Once read all the information, you can click on the Data tab.
17
4.2
DATA TAB
4.2.1 IMPORT
You can import the data and the table of totals into Calif in .txt format (text
files), .csv (comma separated files) or .sas7bdat (SAS datasets). Just click on the
Browse button and then select corresponding separator and decimal (not needed
for SAS data). The data displayed on the main panel will change responding to the
change of the separator and decimal. Consequently, you can easily see if they are
loaded properly or not. If the import or data structure is not correct, you will be
informed by a message. As the table of totals needs to follow a pre-defined
structure, if you choose unsuitable separator, a warning message could appear.
After loading your data, feel free to play with them, filter or sort the columns.
Alternatively, you can use the two-stage calibration utility. In order to do it, click
the Switch to two-stage calibration button. Then you can load the household file,
the individual file and the table of totals.
18
4.2.2 EXPLORE VARIABLES
The new feature of Calif is the option to explore data variables. You can find the
option on the main panel below the table of totals. In spite of being just a cosmetic
service, it can give you a view on the variables’ structure. They can be explored
either as numerical or categorical. Displayed are the histogram (or barplot) and
summary statistics (or frequency tables) with the number of missing values (NA’s).

Image region labeling entries:
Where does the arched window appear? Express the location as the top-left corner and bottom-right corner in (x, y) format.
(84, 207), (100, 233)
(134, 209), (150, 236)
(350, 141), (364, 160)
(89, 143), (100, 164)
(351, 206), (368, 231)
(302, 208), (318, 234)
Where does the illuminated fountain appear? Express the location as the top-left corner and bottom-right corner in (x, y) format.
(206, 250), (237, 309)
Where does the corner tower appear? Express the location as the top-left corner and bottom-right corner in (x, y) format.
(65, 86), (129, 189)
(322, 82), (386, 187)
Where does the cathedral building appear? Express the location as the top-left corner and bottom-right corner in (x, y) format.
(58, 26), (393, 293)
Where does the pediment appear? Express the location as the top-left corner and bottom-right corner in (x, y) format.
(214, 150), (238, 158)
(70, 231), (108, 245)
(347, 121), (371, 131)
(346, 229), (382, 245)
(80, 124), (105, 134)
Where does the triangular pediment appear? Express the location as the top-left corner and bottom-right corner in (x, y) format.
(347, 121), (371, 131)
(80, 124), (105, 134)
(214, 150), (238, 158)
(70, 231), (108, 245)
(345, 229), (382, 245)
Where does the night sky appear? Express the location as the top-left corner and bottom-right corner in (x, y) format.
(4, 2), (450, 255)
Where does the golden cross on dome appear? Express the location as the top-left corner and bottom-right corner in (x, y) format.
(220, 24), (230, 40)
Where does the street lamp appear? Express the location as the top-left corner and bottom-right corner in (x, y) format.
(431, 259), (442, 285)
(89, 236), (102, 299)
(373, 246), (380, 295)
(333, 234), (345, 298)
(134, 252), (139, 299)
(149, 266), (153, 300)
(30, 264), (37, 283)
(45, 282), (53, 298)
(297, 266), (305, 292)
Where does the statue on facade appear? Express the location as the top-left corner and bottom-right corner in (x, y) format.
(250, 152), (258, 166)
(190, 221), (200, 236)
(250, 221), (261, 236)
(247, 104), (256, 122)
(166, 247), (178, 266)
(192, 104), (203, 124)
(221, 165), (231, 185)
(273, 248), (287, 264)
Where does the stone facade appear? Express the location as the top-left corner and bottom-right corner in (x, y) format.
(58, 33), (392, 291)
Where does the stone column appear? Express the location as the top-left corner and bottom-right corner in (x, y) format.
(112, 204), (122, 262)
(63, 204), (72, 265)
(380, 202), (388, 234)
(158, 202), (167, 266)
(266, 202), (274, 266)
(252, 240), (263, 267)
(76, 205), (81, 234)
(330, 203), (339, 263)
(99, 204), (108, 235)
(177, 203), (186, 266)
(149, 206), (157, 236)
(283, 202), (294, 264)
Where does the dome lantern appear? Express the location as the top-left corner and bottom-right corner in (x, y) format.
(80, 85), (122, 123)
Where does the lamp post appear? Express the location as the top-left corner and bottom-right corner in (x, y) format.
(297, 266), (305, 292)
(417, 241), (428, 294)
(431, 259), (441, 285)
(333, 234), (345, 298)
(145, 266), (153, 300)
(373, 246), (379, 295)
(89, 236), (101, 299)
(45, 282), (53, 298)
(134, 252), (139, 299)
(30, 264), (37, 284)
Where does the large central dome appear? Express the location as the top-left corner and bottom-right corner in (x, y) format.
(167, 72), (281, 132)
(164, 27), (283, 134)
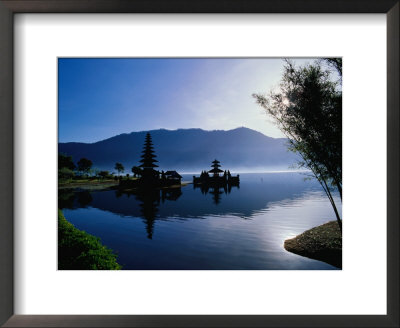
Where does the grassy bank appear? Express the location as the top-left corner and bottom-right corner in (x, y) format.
(284, 221), (342, 269)
(58, 210), (121, 270)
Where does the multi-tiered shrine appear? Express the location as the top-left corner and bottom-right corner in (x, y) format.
(193, 160), (239, 186)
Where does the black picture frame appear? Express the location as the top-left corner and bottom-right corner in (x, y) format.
(0, 0), (400, 327)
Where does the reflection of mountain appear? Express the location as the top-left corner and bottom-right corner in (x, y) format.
(58, 173), (321, 220)
(59, 128), (297, 172)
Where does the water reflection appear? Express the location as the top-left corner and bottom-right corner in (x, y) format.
(193, 184), (239, 205)
(59, 174), (340, 270)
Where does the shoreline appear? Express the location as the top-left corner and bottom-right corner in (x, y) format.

> WRITTEN PROBLEM 1:
Output the whole passage about the Calif Data tab word for word.
> WRITTEN PROBLEM 2:
Return the part of the listing that opens with its first line and closes with the line containing "(351, 206), (368, 231)", both ends included, copied exactly and with nothing else.

> FULL OUTPUT 1:
Once read all the information, you can click on the Data tab.
17
4.2
DATA TAB
4.2.1 IMPORT
You can import the data and the table of totals into Calif in .txt format (text
files), .csv (comma separated files) or .sas7bdat (SAS datasets). Just click on the
Browse button and then select corresponding separator and decimal (not needed
for SAS data). The data displayed on the main panel will change responding to the
change of the separator and decimal. Consequently, you can easily see if they are
loaded properly or not. If the import or data structure is not correct, you will be
informed by a message. As the table of totals needs to follow a pre-defined
structure, if you choose unsuitable separator, a warning message could appear.
After loading your data, feel free to play with them, filter or sort the columns.
Alternatively, you can use the two-stage calibration utility. In order to do it, click
the Switch to two-stage calibration button. Then you can load the household file,
the individual file and the table of totals.
18
4.2.2 EXPLORE VARIABLES
The new feature of Calif is the option to explore data variables. You can find the
option on the main panel below the table of totals. In spite of being just a cosmetic
service, it can give you a view on the variables’ structure. They can be explored
either as numerical or categorical. Displayed are the histogram (or barplot) and
summary statistics (or frequency tables) with the number of missing values (NA’s).

> FULL OUTPUT 2:
Where does the arched window appear? Express the location as the top-left corner and bottom-right corner in (x, y) format.
(84, 207), (100, 233)
(134, 209), (150, 236)
(350, 141), (364, 160)
(89, 143), (100, 164)
(351, 206), (368, 231)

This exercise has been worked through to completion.